::: Supplied data
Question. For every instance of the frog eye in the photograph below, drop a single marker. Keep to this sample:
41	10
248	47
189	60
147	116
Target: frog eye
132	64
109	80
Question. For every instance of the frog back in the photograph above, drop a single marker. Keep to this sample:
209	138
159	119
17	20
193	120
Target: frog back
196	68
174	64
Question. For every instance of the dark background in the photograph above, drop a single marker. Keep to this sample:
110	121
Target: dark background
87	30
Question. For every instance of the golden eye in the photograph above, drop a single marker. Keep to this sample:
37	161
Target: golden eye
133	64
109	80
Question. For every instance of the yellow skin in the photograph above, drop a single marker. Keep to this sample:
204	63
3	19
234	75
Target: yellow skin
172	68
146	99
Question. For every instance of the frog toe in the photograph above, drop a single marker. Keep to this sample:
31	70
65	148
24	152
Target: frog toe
::::::
• What to work on: Copy out every line above again, word for word and in the same order.

• Task output:
Question. For every instance of the frog eye in the photograph below, drop a single marker. Keep to this sample:
41	10
248	47
189	60
147	116
Target: frog eye
132	64
109	80
Question. For every instance of the frog back in the photograph above, drop a single marker. Keep to this sample:
209	138
159	119
17	20
193	120
Target: frog back
196	68
174	64
Question. For every instance of the dark background in the photograph above, drop a single marker. Keep to this sample:
110	121
Target: dark background
87	30
Question. For every instance of the golden eye in the photograph above, drop a single marker. Keep to this sample:
37	161
Target: golden eye
133	64
109	80
Question. For every instance of the yellow skin in the photograph above, drop a single marker. Keep to this sample:
204	63
3	19
234	75
Target: yellow skin
172	68
146	99
Question. For every instance of the frog toe in the photograph above, drop a single marker. Keep to this sample:
31	70
65	148
24	152
Target: frog toe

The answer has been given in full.